(Records from an annotation dataset)
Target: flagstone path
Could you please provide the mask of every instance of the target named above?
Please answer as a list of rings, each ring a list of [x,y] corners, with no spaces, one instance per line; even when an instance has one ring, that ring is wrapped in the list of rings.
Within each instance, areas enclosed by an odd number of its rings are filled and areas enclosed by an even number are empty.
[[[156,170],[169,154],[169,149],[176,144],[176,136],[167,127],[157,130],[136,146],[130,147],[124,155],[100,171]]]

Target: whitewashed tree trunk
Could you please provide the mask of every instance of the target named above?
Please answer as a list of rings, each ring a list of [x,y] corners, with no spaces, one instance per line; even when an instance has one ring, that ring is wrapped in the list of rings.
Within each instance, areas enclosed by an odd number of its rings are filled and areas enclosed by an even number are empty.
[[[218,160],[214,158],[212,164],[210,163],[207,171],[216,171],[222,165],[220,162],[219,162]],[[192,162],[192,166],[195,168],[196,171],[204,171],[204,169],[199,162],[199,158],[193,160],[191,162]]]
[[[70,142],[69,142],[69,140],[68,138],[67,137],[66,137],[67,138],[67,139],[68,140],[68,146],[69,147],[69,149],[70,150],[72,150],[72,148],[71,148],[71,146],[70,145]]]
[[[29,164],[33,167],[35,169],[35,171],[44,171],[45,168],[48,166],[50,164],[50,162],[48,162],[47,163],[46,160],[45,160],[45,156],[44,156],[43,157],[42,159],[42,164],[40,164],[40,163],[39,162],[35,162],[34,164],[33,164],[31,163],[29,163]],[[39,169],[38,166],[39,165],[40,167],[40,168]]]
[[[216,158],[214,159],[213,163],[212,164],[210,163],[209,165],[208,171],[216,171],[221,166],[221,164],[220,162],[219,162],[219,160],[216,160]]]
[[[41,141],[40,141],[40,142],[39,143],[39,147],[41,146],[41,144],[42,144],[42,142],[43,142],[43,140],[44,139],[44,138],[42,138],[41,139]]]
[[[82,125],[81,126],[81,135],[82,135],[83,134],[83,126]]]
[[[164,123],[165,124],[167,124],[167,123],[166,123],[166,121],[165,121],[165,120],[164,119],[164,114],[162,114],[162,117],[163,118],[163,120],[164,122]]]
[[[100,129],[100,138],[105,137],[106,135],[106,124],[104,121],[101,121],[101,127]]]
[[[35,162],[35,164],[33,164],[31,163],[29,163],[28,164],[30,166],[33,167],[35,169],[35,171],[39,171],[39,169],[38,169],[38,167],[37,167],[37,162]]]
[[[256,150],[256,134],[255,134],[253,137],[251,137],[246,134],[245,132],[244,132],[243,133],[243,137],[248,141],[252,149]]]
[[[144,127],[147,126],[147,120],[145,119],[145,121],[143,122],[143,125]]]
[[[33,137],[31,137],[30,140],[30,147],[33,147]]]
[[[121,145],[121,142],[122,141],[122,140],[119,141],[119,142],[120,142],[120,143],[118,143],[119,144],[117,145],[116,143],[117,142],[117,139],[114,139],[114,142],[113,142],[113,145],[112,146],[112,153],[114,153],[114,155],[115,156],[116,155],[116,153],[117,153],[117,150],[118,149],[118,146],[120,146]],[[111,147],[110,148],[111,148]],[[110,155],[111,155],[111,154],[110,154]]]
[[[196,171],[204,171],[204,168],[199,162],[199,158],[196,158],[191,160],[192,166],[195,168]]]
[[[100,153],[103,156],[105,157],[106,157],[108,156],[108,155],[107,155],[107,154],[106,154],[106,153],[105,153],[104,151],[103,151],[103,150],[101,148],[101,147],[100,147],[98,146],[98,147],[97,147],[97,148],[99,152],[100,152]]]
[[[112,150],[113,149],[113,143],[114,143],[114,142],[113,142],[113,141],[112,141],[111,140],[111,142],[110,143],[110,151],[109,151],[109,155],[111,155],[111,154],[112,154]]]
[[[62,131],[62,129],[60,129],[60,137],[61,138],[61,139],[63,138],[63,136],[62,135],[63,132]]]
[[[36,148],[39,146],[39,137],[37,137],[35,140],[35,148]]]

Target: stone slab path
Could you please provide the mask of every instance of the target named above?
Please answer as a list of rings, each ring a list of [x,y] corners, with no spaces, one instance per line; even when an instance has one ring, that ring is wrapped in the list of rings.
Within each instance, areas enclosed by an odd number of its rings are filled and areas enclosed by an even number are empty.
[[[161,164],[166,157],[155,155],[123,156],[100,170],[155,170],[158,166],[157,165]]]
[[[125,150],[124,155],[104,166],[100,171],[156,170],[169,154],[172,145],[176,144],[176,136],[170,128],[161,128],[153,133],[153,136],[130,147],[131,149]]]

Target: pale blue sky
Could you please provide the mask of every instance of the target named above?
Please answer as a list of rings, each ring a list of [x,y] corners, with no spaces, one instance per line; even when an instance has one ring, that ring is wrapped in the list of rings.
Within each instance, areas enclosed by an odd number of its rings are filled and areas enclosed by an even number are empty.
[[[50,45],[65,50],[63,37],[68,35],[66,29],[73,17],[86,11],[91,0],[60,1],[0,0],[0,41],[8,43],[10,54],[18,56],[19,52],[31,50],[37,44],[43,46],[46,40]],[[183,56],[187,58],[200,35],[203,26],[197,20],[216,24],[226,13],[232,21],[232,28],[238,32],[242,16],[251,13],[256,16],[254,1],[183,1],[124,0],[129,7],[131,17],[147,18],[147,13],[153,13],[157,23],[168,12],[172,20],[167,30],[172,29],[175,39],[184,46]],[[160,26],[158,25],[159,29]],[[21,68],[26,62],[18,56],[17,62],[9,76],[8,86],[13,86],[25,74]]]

▸ What to do: Set down the listing in full, keeping every word exactly as it is.

▸ Result:
Target: flagstone path
Could you please provide the mask of every instance of the target named above?
Please answer as a list of rings, each ring a list of [x,y] corners, with no spaces, one instance per line; even when an instance has one ring, that ring is wrapped in the list of rings.
Within each instance, areas enclosed by an odd number of its rings are filled and areas enclosed by an even number are empty.
[[[156,170],[169,154],[169,149],[176,144],[176,136],[167,127],[157,130],[136,146],[130,147],[124,155],[100,171]]]

Target: whitewashed tree trunk
Could you please provide the mask of every instance of the target named above?
Please answer as a list of rings, each ring a list of [x,y] corners, with no spaces, one instance per line; even when an instance has one ring, that ring is wrapped in the list of rings.
Within each instance, areas enclosed by an odd number of its rings are filled and areas enclosed by an even number are empty.
[[[218,160],[214,158],[212,164],[210,163],[207,171],[216,171],[222,165],[220,162],[219,162]],[[192,162],[192,166],[195,168],[196,171],[204,171],[204,169],[199,162],[199,158],[193,160],[191,162]]]
[[[70,142],[69,142],[69,140],[68,138],[67,137],[66,137],[67,138],[67,139],[68,140],[68,146],[69,147],[69,149],[70,150],[72,150],[72,148],[71,148],[71,146],[70,145]]]
[[[29,164],[33,167],[35,169],[35,171],[44,171],[45,168],[48,166],[50,164],[50,162],[48,162],[47,163],[46,160],[45,160],[45,156],[44,156],[43,157],[42,159],[42,164],[40,164],[40,163],[39,162],[35,162],[34,164],[33,164],[31,163],[29,163]],[[39,169],[38,166],[39,165],[40,167],[40,168]]]
[[[216,158],[214,159],[213,163],[212,164],[210,163],[209,165],[208,171],[216,171],[221,166],[221,164],[220,162],[219,162],[219,160],[216,160]]]
[[[41,141],[40,141],[40,142],[39,143],[39,147],[41,146],[41,144],[42,144],[42,142],[43,142],[43,140],[44,139],[44,138],[42,138],[41,139]]]
[[[82,125],[81,126],[81,135],[82,135],[83,134],[83,126]]]
[[[164,123],[165,124],[167,124],[167,123],[166,123],[166,121],[165,121],[165,120],[164,119],[164,114],[162,114],[162,117],[163,118],[163,120],[164,122]]]
[[[100,129],[100,138],[105,137],[106,135],[106,124],[104,121],[101,121],[101,127]]]
[[[35,162],[35,164],[33,164],[31,163],[29,163],[28,164],[30,166],[33,167],[35,169],[35,171],[39,171],[39,169],[38,169],[38,167],[37,167],[37,162]]]
[[[256,150],[256,134],[255,134],[253,137],[251,137],[246,134],[245,132],[244,132],[243,133],[243,137],[248,141],[252,149]]]
[[[144,127],[147,126],[147,120],[145,119],[145,121],[143,122],[143,125]]]
[[[33,137],[31,137],[30,140],[30,147],[33,147]]]
[[[121,145],[121,142],[122,141],[122,140],[119,141],[119,142],[120,142],[120,143],[118,143],[119,144],[117,145],[116,143],[117,142],[117,139],[114,139],[114,142],[113,142],[113,145],[112,146],[112,153],[114,153],[114,155],[115,156],[116,155],[116,153],[117,153],[117,150],[118,149],[118,146],[120,146]],[[111,147],[110,148],[111,148]],[[110,155],[111,155],[111,154],[110,154]]]
[[[196,171],[204,171],[204,168],[199,162],[199,158],[196,158],[191,160],[192,166],[195,168]]]
[[[100,153],[103,156],[105,157],[106,157],[108,156],[108,155],[107,155],[107,154],[106,154],[106,153],[105,153],[104,151],[103,151],[103,150],[101,148],[101,147],[100,147],[98,146],[98,147],[97,147],[97,148],[99,152],[100,152]]]
[[[112,150],[113,149],[113,143],[114,143],[114,142],[113,142],[113,141],[112,141],[111,140],[111,142],[110,143],[110,151],[109,151],[109,155],[111,155],[111,154],[112,154]]]
[[[62,131],[62,129],[60,129],[60,137],[61,138],[61,139],[63,138],[63,136],[62,135],[63,132]]]
[[[36,148],[39,146],[39,137],[37,137],[35,140],[35,148]]]

Target: stone slab path
Could you please provide the mask of every instance of the target named above?
Please answer as a list of rings, each ring a list of [x,y] corners, with no spaces, one instance per line; even when an instance has one ring, that ring is wrapped in the list of rings.
Within each instance, areas enclosed by an odd number of its rings are filled and areas enclosed by an even number are empty.
[[[161,164],[166,157],[155,155],[123,156],[100,170],[155,170],[158,166],[157,165]]]
[[[125,150],[124,155],[104,166],[100,171],[156,170],[169,154],[172,145],[176,144],[176,136],[170,128],[161,128],[153,133],[153,136],[130,147],[131,149]]]

Target: pale blue sky
Could you please provide the mask of every instance of the target named above?
Please answer as a list of rings, each ring a list of [x,y] corners, with no spaces, one instance per line; even when an instance has one ring, that ring is wrapped in the list of rings.
Within each instance, areas enclosed by an odd number of its rings are filled and areas enclosed by an even number are empty.
[[[50,45],[65,50],[63,37],[68,35],[66,29],[73,17],[86,11],[91,0],[60,1],[0,0],[0,41],[8,43],[10,54],[18,56],[19,52],[31,50],[37,44],[43,46],[46,40]],[[183,56],[187,58],[200,35],[203,26],[197,20],[216,24],[226,13],[232,21],[232,28],[238,32],[242,16],[251,13],[256,16],[254,1],[183,1],[124,0],[129,7],[131,17],[147,18],[147,13],[153,13],[157,23],[168,12],[172,20],[167,30],[172,29],[175,39],[184,46]],[[160,26],[158,25],[159,29]],[[21,68],[26,62],[18,56],[17,62],[9,76],[8,86],[13,86],[25,74]]]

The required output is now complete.